Published in DST Taxation 4 mins read

Distributions from a Delaware Statutory Trust (DST) are taxed in a manner similar to income received from traditional income real estate investments, treating investors as if they directly own a fractional interest in the property. This means that income and expenses generally flow through directly to the individual investor's tax return, without being taxed at the trust level.

Understanding DST Tax Treatment

A Delaware Statutory Trust is structured as a "grantor trust" for federal income tax purposes. This unique classification is key to its tax treatment. As a grantor trust, the Internal Revenue Service (IRS) views the individual beneficiaries (investors) as the direct owners of the underlying assets for tax purposes.

This pass-through taxation has several implications:

  • Income Retains Character: The income generated by the DST (e.g., rental income) retains its original character as it passes through to the investor. This is crucial for tax purposes, as it allows investors to potentially offset this income with passive losses or benefit from depreciation deductions.
  • No Entity-Level Tax: Unlike corporations, the DST itself is not subject to federal income tax. The tax burden falls solely on the individual investors, avoiding the issue of "double taxation."
  • Depreciation Benefits: Investors can typically claim their proportionate share of depreciation deductions from the underlying real estate asset. Depreciation can significantly reduce the taxable income generated by the investment, enhancing after-tax returns.

For a deeper understanding of how real estate income is taxed, you can refer to resources on rental income and expenses from the IRS.

Tax Reporting for DST Investors

At the end of each tax year, DST investors receive a Grantor's Letter from the DST's trustee or sponsor. This letter serves as the primary document for tax reporting purposes. It typically provides all the necessary information for investors to file their personal tax returns.

The Grantor's Letter:

  • May include a Form 1099: While not always a standard Form 1099-MISC or 1099-DIV, the letter often summarizes income and expense information that mirrors what would be on a 1099.
  • Provides an income and expense statement: This detailed statement outlines the investor's share of the DST's gross rental income, operating expenses, interest expense, and depreciation deductions. Investors then use this information to report their share of the income and deductions on their personal income tax returns, typically on Schedule E (Supplemental Income and Loss) of Form 1040.

Key Aspects of DST Income Reporting

Aspect Description
Tax Structure Grantor Trust; income and expenses flow directly to investors (pass-through).

Data =

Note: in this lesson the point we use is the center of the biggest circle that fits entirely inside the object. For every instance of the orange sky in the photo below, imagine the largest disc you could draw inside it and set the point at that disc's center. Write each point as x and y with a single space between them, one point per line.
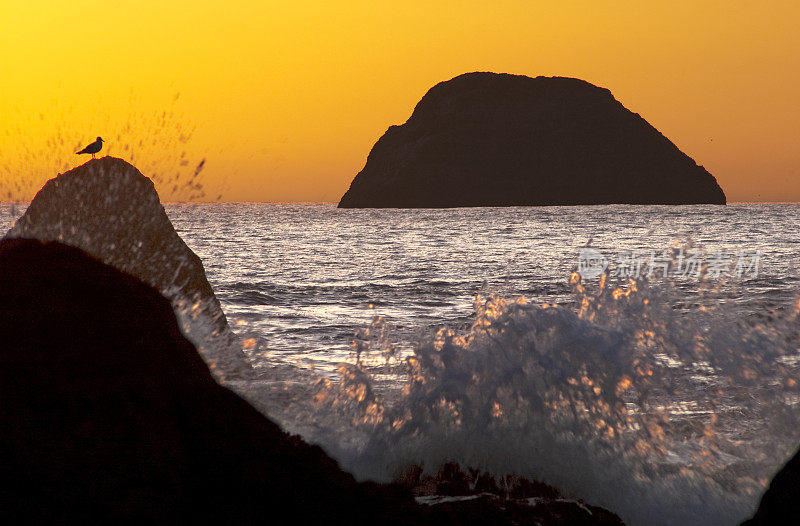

Task list =
1 - Write out the passage on DST taxation word for word, starting with "A Delaware Statutory Trust is" and going on through "from depreciation deductions.".
2 - Pick up the passage on DST taxation at the point where it stops and keep writing it.
Nothing in the listing has any bearing on what is asked here.

In response =
1 -
A Delaware Statutory Trust is structured as a "grantor trust" for federal income tax purposes. This unique classification is key to its tax treatment. As a grantor trust, the Internal Revenue Service (IRS) views the individual beneficiaries (investors) as the direct owners of the underlying assets for tax purposes.

This pass-through taxation has several implications:

  • Income Retains Character: The income generated by the DST (e.g., rental income) retains its original character as it passes through to the investor. This is crucial for tax purposes, as it allows investors to potentially offset this income with passive losses or benefit from depreciation deductions.

2 -
Income Character Income retains its original character (e.g., rental income, capital gains).
Tax Reporting Investors receive a Grantor's Letter with an income and expense statement (or sometimes a Form 1099).
Taxation Level Income is taxed at the individual investor's ordinary income tax rates or capital gains rates.
Deductions Investors can claim their proportionate share of expenses and depreciation.

Key Tax Implications for Investors

The pass-through nature of DST taxation offers several advantages, particularly for real estate investors:

  • 1031 Exchange Eligibility: A significant benefit of DSTs is their qualification as "like-kind" property for Section 1031 exchanges. This allows investors to defer capital gains taxes when reinvesting proceeds from the sale of one investment property into a DST. This deferral mechanism makes DSTs a popular option for investors seeking to defer capital gains tax while transitioning from active property management to a more passive investment.
  • Active vs. Passive Income: Income from DSTs is generally considered passive income. This is important for tax planning, as passive losses can generally only offset passive income.
  • State Tax Considerations: While federally treated as a pass-through, some states may have specific filing requirements for income generated within their borders, even for out-of-state DST investors. It's advisable to consult with a tax professional regarding state-specific obligations.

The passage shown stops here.